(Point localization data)

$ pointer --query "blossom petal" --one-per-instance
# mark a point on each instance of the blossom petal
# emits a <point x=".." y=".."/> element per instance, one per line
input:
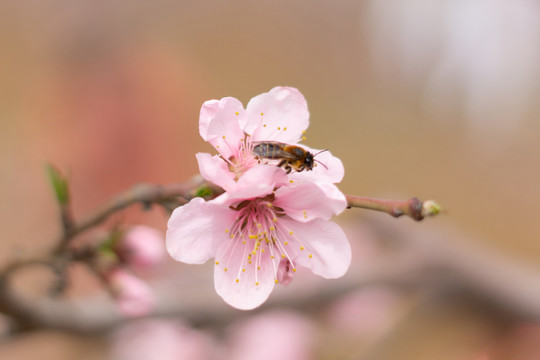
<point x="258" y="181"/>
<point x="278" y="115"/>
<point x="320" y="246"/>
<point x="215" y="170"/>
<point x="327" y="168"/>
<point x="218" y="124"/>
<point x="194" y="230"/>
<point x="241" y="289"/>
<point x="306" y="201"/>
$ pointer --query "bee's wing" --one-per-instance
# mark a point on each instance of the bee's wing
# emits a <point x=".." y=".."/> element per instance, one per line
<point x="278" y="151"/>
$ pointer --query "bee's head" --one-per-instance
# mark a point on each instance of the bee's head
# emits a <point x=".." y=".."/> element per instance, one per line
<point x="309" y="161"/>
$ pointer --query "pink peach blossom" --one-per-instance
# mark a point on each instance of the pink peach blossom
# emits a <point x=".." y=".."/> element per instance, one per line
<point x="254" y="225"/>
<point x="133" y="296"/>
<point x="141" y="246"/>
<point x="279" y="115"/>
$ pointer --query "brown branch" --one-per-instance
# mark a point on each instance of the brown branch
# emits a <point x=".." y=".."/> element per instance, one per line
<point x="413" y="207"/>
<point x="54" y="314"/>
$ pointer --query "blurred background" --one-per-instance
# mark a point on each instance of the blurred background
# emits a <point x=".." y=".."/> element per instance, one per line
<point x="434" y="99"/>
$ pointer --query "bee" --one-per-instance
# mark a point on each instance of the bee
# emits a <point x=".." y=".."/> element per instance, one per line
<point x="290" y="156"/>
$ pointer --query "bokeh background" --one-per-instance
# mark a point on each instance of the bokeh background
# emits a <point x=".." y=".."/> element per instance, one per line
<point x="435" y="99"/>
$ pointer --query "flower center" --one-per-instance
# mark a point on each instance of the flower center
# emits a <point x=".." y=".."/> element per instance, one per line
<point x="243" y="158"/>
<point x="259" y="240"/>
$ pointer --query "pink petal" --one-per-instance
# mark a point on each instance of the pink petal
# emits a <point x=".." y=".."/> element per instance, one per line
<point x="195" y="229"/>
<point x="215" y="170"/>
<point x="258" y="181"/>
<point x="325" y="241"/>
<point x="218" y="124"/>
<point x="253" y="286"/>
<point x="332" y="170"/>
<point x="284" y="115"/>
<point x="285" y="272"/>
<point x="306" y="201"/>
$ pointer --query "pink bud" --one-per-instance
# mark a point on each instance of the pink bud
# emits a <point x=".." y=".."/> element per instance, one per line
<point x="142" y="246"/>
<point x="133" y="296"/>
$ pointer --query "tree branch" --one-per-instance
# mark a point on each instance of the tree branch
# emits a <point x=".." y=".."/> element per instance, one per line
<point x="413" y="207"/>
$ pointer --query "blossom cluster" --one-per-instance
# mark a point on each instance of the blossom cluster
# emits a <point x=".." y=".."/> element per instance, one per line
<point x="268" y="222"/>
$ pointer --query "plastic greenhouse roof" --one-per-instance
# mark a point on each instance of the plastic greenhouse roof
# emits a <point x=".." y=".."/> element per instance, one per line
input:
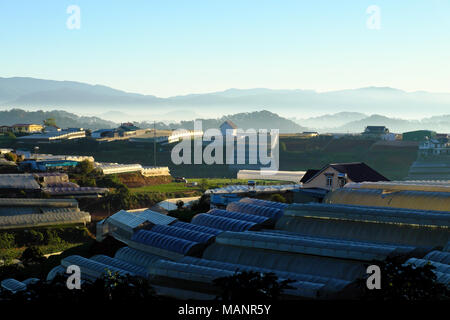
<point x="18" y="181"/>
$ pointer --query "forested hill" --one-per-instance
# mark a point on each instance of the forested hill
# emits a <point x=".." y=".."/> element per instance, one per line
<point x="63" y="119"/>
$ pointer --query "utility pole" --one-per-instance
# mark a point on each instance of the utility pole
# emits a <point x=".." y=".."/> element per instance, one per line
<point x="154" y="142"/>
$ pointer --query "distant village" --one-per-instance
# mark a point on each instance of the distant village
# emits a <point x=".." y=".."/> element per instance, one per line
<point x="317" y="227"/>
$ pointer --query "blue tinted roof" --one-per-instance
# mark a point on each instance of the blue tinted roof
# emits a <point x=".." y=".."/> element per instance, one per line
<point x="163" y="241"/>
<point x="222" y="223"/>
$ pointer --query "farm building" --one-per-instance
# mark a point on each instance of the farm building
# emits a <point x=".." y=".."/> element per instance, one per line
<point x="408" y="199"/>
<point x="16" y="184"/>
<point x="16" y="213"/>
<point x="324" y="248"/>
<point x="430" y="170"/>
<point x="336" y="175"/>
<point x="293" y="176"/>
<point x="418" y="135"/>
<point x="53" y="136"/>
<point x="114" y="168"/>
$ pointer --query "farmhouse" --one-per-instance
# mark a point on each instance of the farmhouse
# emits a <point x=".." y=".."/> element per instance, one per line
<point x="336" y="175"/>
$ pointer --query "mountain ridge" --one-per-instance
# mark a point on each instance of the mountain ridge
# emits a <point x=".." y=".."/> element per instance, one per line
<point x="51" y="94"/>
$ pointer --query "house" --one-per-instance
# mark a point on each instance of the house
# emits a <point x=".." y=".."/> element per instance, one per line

About this task: Wherever the string "tree" appears in a line above, copy that line.

Response to the task:
$ pointer --query "tree branch" --one-per-instance
# mark a point on each instance of the tree branch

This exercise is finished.